(Natural-language object grounding data)
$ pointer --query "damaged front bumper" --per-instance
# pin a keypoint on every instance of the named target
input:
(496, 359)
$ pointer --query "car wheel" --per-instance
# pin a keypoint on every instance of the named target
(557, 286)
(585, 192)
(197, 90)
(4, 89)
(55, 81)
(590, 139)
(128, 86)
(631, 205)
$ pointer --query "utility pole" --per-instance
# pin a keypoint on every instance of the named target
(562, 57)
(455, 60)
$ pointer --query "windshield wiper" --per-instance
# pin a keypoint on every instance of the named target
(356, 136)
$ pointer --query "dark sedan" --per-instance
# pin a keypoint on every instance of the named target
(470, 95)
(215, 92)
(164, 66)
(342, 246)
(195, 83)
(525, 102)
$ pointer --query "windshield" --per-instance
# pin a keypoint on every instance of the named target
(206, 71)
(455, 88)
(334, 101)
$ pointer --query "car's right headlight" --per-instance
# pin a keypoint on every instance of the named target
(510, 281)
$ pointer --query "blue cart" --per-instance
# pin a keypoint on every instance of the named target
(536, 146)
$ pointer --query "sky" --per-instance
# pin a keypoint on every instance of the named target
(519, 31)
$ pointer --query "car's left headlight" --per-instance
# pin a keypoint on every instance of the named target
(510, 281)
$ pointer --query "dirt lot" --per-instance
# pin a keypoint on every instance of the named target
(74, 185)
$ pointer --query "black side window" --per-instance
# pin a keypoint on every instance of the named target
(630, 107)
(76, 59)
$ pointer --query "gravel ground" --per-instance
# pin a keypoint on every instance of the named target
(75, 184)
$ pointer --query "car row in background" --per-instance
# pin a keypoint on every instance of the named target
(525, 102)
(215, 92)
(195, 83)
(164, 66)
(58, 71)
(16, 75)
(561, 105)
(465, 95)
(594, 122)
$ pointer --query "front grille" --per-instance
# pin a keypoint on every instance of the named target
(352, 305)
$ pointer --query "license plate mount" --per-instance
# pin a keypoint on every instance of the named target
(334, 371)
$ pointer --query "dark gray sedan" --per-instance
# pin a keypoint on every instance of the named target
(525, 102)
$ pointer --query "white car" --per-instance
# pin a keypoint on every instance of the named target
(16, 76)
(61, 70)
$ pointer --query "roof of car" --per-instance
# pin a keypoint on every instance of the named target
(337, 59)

- Action item -
A single number is the expected answer: how many lines of the records above contain the word "dark".

- Your response -
2